Problem.
Pull out each line in the records below that contains the word "face".

Given entries.
========================================================================

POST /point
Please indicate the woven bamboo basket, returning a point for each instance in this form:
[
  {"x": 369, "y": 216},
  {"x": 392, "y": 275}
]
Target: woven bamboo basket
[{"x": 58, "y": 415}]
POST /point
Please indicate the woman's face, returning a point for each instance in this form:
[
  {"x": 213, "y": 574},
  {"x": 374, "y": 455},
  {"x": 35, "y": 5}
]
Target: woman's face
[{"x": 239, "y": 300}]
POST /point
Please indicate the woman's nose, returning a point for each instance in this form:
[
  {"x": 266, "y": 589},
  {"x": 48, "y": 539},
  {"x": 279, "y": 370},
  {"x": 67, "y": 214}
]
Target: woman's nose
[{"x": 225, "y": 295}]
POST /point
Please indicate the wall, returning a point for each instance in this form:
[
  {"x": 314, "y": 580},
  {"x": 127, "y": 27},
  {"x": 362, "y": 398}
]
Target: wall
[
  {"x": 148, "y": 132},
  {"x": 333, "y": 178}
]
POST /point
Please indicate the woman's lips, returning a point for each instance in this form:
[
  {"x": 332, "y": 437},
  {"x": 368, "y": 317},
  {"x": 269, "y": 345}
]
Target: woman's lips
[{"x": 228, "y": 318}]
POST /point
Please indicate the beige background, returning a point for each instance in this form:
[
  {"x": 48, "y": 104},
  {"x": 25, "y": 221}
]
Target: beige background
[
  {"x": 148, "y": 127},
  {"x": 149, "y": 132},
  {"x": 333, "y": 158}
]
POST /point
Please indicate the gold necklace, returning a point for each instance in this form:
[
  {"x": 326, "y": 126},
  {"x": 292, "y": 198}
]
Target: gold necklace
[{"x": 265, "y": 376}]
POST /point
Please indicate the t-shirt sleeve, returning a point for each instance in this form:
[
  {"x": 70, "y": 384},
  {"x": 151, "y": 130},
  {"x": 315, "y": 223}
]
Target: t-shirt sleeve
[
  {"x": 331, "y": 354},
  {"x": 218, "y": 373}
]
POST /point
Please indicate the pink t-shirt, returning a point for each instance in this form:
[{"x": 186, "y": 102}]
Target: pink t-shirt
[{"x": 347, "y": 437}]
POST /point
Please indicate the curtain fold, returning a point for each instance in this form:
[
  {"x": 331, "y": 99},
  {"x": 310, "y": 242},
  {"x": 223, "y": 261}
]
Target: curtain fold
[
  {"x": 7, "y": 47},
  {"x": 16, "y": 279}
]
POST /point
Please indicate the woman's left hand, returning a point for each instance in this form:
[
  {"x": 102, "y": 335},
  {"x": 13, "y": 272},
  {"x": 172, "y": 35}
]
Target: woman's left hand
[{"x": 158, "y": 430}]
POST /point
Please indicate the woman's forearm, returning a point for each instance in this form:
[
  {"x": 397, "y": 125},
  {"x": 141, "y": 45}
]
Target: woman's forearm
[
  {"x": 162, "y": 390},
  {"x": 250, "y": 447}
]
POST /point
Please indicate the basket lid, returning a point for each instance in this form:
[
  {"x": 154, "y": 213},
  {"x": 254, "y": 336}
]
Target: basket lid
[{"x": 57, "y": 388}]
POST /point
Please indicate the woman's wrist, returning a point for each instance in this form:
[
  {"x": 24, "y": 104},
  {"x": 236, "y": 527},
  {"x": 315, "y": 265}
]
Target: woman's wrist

========================================================================

Completed exercise.
Please indicate the woman's face, returning a point for each instance in this form:
Target: woman's face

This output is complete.